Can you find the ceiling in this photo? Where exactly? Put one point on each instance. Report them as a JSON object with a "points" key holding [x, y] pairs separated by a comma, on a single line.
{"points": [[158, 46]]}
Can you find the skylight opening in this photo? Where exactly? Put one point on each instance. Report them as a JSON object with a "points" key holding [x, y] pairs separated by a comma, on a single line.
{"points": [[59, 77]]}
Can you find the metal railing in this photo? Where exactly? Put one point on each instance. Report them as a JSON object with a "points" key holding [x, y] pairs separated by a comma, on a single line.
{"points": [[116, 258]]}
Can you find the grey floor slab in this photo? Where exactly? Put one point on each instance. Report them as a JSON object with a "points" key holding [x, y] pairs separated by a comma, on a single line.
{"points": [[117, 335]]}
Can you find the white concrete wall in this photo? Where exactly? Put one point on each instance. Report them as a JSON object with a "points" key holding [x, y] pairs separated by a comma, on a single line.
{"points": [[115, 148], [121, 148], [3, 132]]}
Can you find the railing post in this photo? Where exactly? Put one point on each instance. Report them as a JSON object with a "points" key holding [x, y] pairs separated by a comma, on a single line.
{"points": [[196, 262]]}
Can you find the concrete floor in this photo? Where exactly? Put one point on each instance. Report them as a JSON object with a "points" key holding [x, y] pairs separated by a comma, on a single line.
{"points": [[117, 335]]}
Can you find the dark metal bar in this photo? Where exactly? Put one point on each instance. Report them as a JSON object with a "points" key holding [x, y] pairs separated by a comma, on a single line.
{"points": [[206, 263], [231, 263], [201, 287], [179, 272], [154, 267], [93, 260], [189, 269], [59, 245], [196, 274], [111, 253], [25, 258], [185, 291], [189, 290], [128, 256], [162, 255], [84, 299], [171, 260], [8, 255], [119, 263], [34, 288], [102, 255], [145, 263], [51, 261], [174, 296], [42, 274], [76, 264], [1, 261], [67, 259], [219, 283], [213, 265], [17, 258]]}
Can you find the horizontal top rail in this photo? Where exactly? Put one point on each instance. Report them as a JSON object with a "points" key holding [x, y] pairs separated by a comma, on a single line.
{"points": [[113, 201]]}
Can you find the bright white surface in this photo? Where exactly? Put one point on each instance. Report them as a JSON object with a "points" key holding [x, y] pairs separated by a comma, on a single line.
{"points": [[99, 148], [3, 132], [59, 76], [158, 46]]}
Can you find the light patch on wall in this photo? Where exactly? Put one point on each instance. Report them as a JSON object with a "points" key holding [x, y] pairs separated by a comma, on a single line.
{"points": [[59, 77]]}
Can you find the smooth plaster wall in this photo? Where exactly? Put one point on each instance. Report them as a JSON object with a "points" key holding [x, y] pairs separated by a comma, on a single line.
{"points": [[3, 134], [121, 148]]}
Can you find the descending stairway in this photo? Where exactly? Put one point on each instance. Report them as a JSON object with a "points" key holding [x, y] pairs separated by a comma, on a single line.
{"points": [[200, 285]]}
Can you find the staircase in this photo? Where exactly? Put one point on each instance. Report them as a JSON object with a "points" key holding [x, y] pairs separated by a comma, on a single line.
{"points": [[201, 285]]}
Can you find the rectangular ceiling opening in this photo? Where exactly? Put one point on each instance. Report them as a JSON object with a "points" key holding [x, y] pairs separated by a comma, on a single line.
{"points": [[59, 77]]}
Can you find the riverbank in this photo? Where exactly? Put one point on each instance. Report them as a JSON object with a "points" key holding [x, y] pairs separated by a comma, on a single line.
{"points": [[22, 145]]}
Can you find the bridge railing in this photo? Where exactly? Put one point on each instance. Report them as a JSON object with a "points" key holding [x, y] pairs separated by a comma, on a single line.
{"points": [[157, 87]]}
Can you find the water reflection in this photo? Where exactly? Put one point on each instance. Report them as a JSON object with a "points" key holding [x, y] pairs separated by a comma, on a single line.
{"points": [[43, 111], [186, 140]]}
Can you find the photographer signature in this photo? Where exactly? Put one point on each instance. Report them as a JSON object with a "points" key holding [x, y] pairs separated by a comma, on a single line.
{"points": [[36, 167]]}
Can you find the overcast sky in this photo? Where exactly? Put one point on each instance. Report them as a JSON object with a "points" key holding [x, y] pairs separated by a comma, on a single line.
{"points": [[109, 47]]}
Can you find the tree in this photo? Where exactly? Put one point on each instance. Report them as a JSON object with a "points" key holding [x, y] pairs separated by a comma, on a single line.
____
* [To do]: Reproduce every line of the items from the line containing "Can you find the descending" through the end of the items, with no changes other than adding 142 to each coordinate in the answers.

* [Complete answer]:
Can you find the descending stairway in this photo? Where exactly? Put one point on each instance. Report them as a JSON object with a "points" key holding [x, y] pairs separated by a comma, on a single line.
{"points": [[342, 427]]}
Can you find the staircase in this photo? Where exactly? Put one point on each instance. Report them as a JSON object with a "points" key holding [x, y] pairs separated by a comma, on a single line.
{"points": [[343, 427]]}
Can you find the rectangular ceiling opening in this photo? Where exactly? Put one point on each instance. Report them as a JSON object with a "points" key holding [x, y] pairs separated by a comma, on a single line.
{"points": [[201, 219]]}
Can you find the riverbank in this photo? Where exactly? Put one point on each instance. Report them as a JSON object with a "points" key holding [x, y] pairs separated by a comma, on a single line.
{"points": [[164, 287]]}
Can you find the bridge railing in this photo? Where exactly? Put one point on each instance. Report them as a JSON object with a "points" key holding [x, y] pairs separated by a comma, on a single line.
{"points": [[299, 229]]}
Can you find the water reflection in this photo? Where exactly? Put one point on each instance. Report them as a JSON object with a "points" key holding [x, y] pairs separated by a comma, on a single line.
{"points": [[185, 253], [328, 282]]}
Can you find the photographer signature in this photo? Where exactly? Put one point on each instance. Report them as a JSON object with a "points" key holding [x, y] pairs separated by a comma, on a single line.
{"points": [[178, 309]]}
Can you find the overcast sky in this photo? Where exactly? Put one point on each instance. Report them as a JSON object with a "points" key holding [x, y] pairs separated by a comma, on a single line.
{"points": [[251, 189]]}
Can you find the tree in this photo? Where exactly? Put one point on each instance. Report them as a JSON object with a "points" key holding [x, y] pairs separated by a comma, on a single line.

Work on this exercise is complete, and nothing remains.